■ Extrait choisi ■
------------------------------------------------

HLM : Merci de votre intervention. Je remercie également, M. Paulo Morruzi qui a très gentiment traduit les propos de Renata Menasche. J'aimerais préciser un point qui me semble important : vous dites que les Sans Terre sont contre les OGM et les riches propriétaires terriens pour. Pouvez-vous nous expliquer pourquoi, sachant qu'il semble que ce soit la même chose qu'en France où il y a d'un coté la Confédération Paysanne (contre tout OGM dans l'agriculture et l'alimentation) et de l'autre la FNSEA qui est pour, même s'ils ne le disent plus aussi ouvertement qu'au début. Ce serait encore la lutte des puissants contre les faibles ? Si je me rappelle bien, la loi, qui date de la révolution, stipule qu'un paysan, s'il trouve une terre qui n'est pas utilisée, peut en prendre possession pour son usage propre et faire vivre sa famille. Comme de grands propriétaires terriens n'utilisent pas une partie de leurs terres, ils s'exposent à cela de la part des nombreux Sans terre. Mais ils vont jusqu'à utiliser des milices pour que les Sans terre ne s'approchent pas de ces terres qui pourraient les nourrir. De plus, je crois qu'il existe des filières de vente de semences de soja en Argentine qui approvisionnent des semences OGM vers le Brésil. Qu'en est-il ?

Renata Menasche : L'année dernière, il y a eu une dénonciation de ce qu'un tiers du soja du Rio Grande do Sul était transgénique. C'est sûrement extrêmement exagéré, mais il existe une contrebande avec l'Argentine. Les semenciers vendent partout dans le monde leurs semences OGM en exigeant que les graines produites leur soit revendues sauf en Argentine. Donc, de facto, ils approvisionnent les Argentins en semences vendues environ 50% moins cher que les mêmes semences vendues aux fermiers des EUA, et leur laissent la possibilité de faire de la contrebande avec les paysans du Rio Grande do Sul. C'est l'explication des soupçons de présence de transgénique dans l'état de Rio Grande do Sul. Ici aussi, il y a eu des contaminations de maïs et colza. Mais la ministre de l'environnement Mme Voynet a dénoncé la possibilité que cette situation soit provoquée par les multinationales pour tester la réaction des Etats. Pour la deuxième question, actuellement, effectivement, ce sont les plus gros producteurs qui veulent promouvoir les OGM en disant que ca diminue les coûts. Au contraire, les organisations paysannes disent que ca reste un modèle industriel de l'agriculture et que cela va priver les paysans de travail.

HLM : OGM dangers a pris contact avec Carrefour pour demander si une surprime était payée aux paysans brésiliens. Le distributeur a répondu que non car, de toute façon, seul le non transgénique est autorisé dans le Rio Grande do Sul ! Ce que nous dit Renata Menasche est important : il faut faire pression sur Carrefour et les acheteurs européens pour que les paysans brésiliens soient rémunérés de leur travail.

------------------------------------------------

■ Entrées répertoriées ■
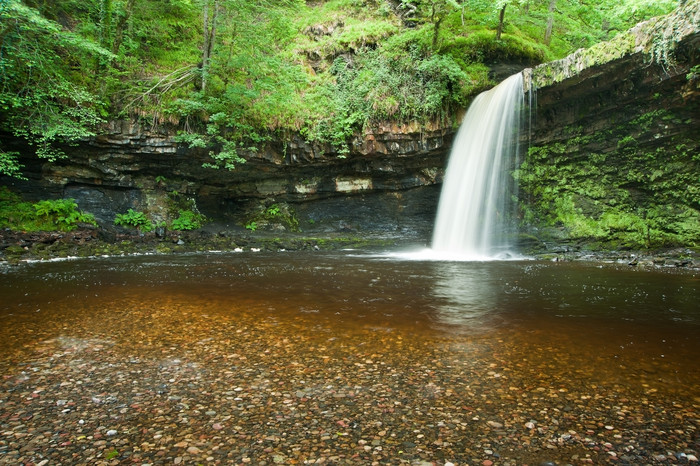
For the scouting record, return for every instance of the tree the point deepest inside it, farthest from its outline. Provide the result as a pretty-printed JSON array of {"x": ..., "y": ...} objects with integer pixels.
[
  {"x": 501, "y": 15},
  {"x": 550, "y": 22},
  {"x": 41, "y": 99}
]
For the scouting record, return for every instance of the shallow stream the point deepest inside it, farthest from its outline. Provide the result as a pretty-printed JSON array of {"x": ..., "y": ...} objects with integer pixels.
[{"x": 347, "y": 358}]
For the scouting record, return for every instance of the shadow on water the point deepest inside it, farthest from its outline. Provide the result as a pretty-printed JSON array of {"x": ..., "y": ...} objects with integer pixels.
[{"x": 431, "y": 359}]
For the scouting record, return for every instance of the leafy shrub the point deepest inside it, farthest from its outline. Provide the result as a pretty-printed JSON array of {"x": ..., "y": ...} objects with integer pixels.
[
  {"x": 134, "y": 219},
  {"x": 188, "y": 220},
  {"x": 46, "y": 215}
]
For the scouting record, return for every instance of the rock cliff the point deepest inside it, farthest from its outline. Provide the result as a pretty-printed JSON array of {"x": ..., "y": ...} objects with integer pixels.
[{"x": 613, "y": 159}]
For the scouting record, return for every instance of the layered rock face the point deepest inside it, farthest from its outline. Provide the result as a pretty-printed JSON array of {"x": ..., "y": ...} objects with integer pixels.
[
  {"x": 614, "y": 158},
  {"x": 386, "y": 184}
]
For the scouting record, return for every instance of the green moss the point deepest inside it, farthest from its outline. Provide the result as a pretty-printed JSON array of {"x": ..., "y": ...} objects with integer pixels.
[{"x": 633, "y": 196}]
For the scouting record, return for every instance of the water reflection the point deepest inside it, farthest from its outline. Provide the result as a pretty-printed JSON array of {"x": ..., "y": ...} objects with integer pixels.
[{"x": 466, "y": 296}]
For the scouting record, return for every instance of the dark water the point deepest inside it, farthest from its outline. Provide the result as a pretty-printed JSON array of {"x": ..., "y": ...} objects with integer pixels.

------------------------------------------------

■ Consignes ■
Répondez aux questions suivantes à partir de l'extrait choisi sur les OGM au Brésil.
(a) Dans quel pays, selon Renata Menasche, les semenciers n'exigent-ils pas que les graines produites leur soient revendues ?
(b) Quelle organisation française HLM présente-t-il comme favorable aux OGM ?
(c) Qu'a répondu Carrefour à OGM dangers au sujet d'une surprime versée aux paysans brésiliens ?

■ Réponse ■
(a) En Argentine.
(b) La FNSEA.
(c) Aucune surprime n'est versée, puisque seul le non transgénique est autorisé dans le Rio Grande do Sul.